Document extract
□ □ □ □
Jul 02 2008

The Arab “street”: Really Alien, or just biding its time?

Category: Uncategorizedharmonicminer @ 9:11 am

A recent poll of “the Arab street” has produced some some interesting results.

In all six countries surveyed (those polled were all non-Palestinian Arabs), Arabs favored Hamas over Fatah.They also wanted to see a Palestinian unity government. Palestinian polls that Telhami mentions in his paper keep showing some advantage for Fatah, but also that the leader of Hamas in Gaza would defeat Palestinian President Mahmoud Abbas in a head to head election (47 percent for Ismail Haniyeh, 46 percent for Abbas).

Telhami asked in the poll: “What step taken by Washington would most improve your views of the United States?” The options he presented the participants in the poll were:

Pushing for the spread of democracy in the Middle East even more.
Providing more economic assistance to the region.
Stopping economic and military aid to Israel.
Withdrawing American forces from Iraq.
Withdrawing American forces from the Arabian peninsula.
Brokering comprehensive Arab-Israeli peace.

As for what they choose: “Fifty percent of the public identified brokering Arab-Israeli peace based on the 1967 border as the single most important step to improving their views of the United States.”

The incomprehensible aspect of this is that Hamas does not recognize Israel’s right to exist. Israel’s destruction is official Hamas policy. So “the Arab street” prefers the government that wants to destroy Israel, and wants the USA to broker a peace between these two parties, and return Israel to its (indefensible) 1967 borders.

Here are maps of the pre-Six Days War boundaries. Between them you can see how small is the space between the former borders and Israeli cities. You can see the attack vectors for Syria, Jordan, Egypt, Saudi Arabia, Lebanon, Iraq, etc., taking advantage of this very small distance. It was a war of double sixes: Six Days, and Six Arab Nations against Israel. Click the maps for more. You don’t suppose the countries polled here were the same six that attacked Israel, do you? Nah…

So not only does the Arab street want the impossible, it also wants to dictate the (impossible) terms under which it might happen. In the meantime, whenever Israel makes a concession, the obvious response is to launch more missiles at civilians in Israel.
□ □ □ □
[Records contained in a dataset]
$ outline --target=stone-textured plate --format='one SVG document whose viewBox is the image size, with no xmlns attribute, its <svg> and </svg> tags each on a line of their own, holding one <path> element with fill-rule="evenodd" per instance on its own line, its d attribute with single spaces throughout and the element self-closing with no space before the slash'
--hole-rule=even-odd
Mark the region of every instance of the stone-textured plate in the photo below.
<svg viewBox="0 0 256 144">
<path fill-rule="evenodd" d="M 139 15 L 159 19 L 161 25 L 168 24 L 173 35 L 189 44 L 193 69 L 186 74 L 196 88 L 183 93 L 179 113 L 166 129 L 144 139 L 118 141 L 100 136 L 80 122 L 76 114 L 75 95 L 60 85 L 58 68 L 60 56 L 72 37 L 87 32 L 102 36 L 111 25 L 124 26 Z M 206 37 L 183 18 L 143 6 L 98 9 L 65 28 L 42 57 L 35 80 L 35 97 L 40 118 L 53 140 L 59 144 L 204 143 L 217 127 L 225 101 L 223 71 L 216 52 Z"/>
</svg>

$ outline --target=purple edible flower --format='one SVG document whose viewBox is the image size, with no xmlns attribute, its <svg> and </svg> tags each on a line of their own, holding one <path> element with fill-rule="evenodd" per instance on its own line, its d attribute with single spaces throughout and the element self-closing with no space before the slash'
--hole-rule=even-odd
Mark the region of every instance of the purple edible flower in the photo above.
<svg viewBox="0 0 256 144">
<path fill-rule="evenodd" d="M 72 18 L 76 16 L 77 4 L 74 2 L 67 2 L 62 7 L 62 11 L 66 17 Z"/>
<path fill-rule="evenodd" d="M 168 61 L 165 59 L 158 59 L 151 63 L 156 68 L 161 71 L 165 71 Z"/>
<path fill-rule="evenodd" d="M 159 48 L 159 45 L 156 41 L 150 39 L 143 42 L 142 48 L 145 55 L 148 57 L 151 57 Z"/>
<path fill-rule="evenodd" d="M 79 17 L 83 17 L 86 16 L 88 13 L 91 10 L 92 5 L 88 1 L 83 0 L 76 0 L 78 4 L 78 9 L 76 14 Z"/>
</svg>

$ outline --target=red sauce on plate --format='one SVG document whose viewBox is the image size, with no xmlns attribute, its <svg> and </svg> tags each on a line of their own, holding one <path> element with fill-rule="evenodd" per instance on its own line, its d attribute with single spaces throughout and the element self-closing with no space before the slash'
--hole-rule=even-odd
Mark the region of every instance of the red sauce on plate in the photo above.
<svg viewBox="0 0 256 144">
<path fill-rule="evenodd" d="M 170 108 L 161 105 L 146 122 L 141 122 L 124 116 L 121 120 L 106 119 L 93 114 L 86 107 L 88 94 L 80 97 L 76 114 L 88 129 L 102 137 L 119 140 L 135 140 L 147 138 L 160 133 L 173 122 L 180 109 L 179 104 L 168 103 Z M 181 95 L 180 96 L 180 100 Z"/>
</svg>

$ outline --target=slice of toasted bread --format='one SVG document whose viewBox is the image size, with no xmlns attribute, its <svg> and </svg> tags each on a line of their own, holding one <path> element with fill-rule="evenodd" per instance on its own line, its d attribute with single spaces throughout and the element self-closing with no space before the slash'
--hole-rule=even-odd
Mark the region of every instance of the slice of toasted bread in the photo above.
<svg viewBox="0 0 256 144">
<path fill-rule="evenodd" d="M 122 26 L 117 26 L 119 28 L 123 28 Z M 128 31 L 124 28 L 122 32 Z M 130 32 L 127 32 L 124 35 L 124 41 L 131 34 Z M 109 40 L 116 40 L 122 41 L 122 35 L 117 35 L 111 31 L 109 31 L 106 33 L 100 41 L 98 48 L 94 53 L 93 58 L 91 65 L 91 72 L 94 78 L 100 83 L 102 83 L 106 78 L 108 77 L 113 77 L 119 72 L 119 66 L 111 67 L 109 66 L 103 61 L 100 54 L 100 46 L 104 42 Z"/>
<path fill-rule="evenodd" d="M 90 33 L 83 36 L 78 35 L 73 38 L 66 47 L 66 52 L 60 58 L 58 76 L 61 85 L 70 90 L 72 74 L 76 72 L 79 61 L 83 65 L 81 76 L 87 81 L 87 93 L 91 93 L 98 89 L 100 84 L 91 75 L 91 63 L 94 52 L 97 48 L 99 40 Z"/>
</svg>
□ □ □ □
Task details
Transcribe the passage of the blog post on the Arab street poll from "Stopping economic and" up to and including "comprehensive Arab-Israeli peace.".

Reply to the exercise
Stopping economic and military aid to Israel.
Withdrawing American forces from Iraq.
Withdrawing American forces from the Arabian peninsula.
Brokering comprehensive Arab-Israeli peace.